- TEXT -
=-=-=-=-=

# Beer Making Question



## djrockinsteve (Mar 19, 2010)

I am going to help my son-in-law make some beer in a couple of months. Is there enough on this forum to explain to me how to or is there another forum better suited for that?

Not only do I not drink beer I know nothing about making it however I'm told it's not to far from wine.


----------



## Wade E (Mar 19, 2010)

We absolutely can help you through it, its not hard at all. what do you plan on making and what size pot do you have to brew in? There are no boil kits and they aret that bad but boil kits are better and all grain is the best but thats a little rough to start with and requires equipment and a full day!


----------



## TheTooth (Mar 20, 2010)

I'm sure we can help you out.

A good online resource to check out to familiarize yourself with the process is:
http://www.howtobrew.com/


----------



## djrockinsteve (Mar 20, 2010)

For Christmas I bought my son-in-law a beer kit. I'll get the name of the kit today and let you know.

I want to get the directions and familiarize myself with it.

Thanks for the help.


----------



## Wade E (Mar 20, 2010)

I really hope its not a Mr. Neer kit!!!!!!!!!!


----------



## djrockinsteve (Mar 20, 2010)

Wade E said:


> I really hope its not a Mr. Neer kit!!!!!!!!!!



I bought a cheap kit. Figured if he/we screw it up not a big deal.

I bought a Brewer's Best American Light and I'll see about getting the directions this or next week.

Glad I have help and support here. Jim's excited (and my step-daughter) about making their own beer.


----------



## Wade E (Mar 20, 2010)

Brewers best is a very good kit. The instructions are pretty good with these kits but we'll help you through anything you need clrifying on. Ive brewed a few of these kits and if I didnt have all the brewing equipment I do now I;d make more of these but after spending all this time and money building or buying all this equipment its much cheaper to make it using only grains instead of the dried malt extract or liquid malt extract. All Grain (AG) makes a better beer anyway but its a lot more work and you need much more equpiment so as not to struggle doing it. Youll be happy with this beer.


----------



## arcticsid (Mar 20, 2010)

My neighbor just started making his own beer. I don't recall the kits hes been using, they come from the Northern Brewer catalog. A 5 gallon kit is like 20 dollars-ish. It includes the syrup, yeast and other additives needed. These kits don't even require addiioanal sugar.

He simply adds the syrup to the pot with the required water, I think he's been throwing a hanful of grain for good measure. But it's boiled for an hour, cooled, adds the yeast ferments for about a week. He transfers it to a carboy allows it to sit for a wekk or so, transfers it to his cornie keg for a couple weeks and voila.

From what I can see it as simle as hell. Good beer too!!

=-=-=-=-=

- SUPPLIED DATA -
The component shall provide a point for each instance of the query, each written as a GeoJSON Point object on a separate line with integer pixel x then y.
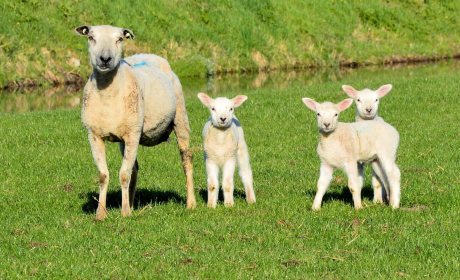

=-=-=-=-=

- STATED GOAL 1 -
According to the beer-making thread, why would Wade E no longer make many Brewer's Best kits himself? Respond in one to three sentences.
- STATED GOAL 2 -
Reproduce the portion of the beer-making thread that begins with the words containing "For Christmas I" and ends with "myself with it.".
None of the data is required here.

- WORKED SOLUTION 1 -
He has already spent a great deal of time and money building or buying brewing equipment, so it is now much cheaper for him to brew using only grains rather than dried or liquid malt extract. He adds that all-grain brewing makes a better beer, though it takes more work and equipment.

- WORKED SOLUTION 2 -
For Christmas I bought my son-in-law a beer kit. I'll get the name of the kit today and let you know.

I want to get the directions and familiarize myself with it.